Work required: Add 56 to every x and y coordinate in the answers of the rows from the line containing "Point out the dog's white ear" through the line containing "x=654 y=737", and write that part out again in full, requests included. Give only those lines.

Excerpted data:
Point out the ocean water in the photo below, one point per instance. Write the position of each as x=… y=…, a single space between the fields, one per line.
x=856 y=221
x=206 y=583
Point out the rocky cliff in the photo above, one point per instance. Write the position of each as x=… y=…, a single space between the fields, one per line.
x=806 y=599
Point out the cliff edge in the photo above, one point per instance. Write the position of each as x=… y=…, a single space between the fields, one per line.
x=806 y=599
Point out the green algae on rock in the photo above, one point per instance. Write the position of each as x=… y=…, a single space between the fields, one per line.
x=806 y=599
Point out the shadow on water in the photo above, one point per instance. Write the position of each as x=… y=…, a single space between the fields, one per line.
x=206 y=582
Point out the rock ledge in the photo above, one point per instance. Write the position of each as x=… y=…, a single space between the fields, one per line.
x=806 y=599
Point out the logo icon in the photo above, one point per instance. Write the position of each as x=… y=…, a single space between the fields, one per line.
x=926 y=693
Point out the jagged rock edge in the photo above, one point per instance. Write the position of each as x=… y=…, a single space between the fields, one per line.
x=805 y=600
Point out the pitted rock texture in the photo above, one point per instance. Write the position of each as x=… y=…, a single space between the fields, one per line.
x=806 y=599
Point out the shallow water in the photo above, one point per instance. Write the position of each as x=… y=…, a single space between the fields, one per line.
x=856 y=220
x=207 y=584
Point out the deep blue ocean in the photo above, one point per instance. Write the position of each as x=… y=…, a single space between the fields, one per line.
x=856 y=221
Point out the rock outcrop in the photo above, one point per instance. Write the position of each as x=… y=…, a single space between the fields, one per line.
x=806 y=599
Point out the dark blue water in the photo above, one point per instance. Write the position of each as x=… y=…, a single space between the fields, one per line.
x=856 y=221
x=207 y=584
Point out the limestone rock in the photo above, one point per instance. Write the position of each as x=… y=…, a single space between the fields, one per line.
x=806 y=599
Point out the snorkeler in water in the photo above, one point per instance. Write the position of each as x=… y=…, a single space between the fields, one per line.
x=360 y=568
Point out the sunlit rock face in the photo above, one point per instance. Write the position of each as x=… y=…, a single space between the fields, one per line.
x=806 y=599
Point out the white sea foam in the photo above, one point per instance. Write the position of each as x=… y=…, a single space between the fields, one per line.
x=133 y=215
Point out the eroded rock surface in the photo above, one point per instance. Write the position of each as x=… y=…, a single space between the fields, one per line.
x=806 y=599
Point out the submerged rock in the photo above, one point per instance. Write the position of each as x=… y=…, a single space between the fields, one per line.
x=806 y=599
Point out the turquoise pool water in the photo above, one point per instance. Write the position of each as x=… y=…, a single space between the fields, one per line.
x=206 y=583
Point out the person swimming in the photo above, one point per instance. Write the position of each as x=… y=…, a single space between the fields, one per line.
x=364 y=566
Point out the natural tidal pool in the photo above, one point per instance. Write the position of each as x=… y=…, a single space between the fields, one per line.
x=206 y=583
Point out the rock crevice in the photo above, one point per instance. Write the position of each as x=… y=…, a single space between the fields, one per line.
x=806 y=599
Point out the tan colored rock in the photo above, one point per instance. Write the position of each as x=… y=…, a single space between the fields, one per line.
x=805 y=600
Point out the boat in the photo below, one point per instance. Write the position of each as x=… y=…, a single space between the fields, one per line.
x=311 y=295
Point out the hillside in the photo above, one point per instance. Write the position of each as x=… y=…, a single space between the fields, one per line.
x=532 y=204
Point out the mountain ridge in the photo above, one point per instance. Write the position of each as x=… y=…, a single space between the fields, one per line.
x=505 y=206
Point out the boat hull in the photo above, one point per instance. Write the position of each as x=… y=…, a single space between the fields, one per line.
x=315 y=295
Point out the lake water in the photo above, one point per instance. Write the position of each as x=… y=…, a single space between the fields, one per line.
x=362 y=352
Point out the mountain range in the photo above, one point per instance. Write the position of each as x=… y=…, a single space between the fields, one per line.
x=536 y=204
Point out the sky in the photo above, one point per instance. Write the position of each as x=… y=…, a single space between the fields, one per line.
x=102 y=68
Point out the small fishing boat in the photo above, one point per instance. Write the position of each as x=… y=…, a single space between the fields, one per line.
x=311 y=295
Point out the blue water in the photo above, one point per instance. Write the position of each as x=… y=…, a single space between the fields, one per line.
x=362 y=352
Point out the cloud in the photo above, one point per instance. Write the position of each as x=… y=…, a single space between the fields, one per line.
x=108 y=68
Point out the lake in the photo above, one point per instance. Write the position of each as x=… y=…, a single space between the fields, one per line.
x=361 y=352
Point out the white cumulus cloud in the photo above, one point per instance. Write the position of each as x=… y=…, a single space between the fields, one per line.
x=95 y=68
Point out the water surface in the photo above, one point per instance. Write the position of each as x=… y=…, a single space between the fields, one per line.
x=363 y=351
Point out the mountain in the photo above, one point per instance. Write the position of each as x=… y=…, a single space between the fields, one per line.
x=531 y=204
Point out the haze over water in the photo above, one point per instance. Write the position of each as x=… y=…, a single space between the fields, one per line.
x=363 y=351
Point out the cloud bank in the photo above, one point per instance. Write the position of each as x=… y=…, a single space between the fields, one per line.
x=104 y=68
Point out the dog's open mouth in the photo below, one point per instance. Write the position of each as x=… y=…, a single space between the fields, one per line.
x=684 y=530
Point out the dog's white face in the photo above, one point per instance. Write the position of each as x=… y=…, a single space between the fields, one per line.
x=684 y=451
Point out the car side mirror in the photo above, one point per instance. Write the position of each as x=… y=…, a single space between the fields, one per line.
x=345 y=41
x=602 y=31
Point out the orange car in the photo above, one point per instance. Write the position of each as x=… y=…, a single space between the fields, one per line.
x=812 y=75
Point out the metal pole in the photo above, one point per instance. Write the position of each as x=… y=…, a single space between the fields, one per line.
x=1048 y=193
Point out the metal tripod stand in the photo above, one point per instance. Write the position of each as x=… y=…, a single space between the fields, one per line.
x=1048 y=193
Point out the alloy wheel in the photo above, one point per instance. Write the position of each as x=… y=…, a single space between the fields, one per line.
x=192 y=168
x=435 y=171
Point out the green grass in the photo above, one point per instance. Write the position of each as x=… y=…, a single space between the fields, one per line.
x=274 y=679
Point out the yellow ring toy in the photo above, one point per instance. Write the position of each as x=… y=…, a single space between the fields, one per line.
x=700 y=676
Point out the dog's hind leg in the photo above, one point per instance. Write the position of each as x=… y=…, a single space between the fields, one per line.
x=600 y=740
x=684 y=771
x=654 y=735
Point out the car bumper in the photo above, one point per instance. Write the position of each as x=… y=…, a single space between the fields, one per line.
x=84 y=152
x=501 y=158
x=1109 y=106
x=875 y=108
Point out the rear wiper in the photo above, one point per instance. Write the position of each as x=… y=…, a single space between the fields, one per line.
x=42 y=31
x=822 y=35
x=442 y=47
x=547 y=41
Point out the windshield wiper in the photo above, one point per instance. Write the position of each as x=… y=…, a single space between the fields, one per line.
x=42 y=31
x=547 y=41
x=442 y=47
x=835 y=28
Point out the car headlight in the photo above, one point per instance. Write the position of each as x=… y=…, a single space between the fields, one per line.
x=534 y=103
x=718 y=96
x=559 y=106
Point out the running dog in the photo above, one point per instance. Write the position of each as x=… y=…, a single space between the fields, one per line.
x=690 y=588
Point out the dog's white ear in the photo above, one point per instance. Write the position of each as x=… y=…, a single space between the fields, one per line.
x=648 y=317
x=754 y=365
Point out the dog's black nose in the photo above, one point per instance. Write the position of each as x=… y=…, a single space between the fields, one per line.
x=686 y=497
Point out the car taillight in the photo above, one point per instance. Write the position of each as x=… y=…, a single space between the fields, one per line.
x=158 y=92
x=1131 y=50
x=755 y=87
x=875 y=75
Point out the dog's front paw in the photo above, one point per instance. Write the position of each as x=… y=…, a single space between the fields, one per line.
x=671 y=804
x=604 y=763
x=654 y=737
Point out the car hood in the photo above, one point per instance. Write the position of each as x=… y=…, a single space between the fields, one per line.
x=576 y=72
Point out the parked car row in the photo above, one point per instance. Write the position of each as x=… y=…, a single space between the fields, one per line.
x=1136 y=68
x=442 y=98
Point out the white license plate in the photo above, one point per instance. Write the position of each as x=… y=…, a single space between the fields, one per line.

Output below:
Point out the dog's white ear in the photo above, one point per instance. Write the position of each as x=… y=…, a single space between the fields, one per line.
x=704 y=373
x=810 y=421
Point out the dog's black nose in the photo above, one point per instance. Write the position of each as x=… y=…, a single space between the fields, one per line.
x=742 y=553
Point out the car taillight in the photo above, one point per instance. Write the position of each as x=… y=…, a single space between the fields, one per line.
x=214 y=148
x=1187 y=106
x=811 y=143
x=931 y=131
Point out the dog's front paw in the photo above, one point per instance. Write the position of each as x=… y=…, a single space between the fields, one per line.
x=727 y=860
x=660 y=819
x=710 y=793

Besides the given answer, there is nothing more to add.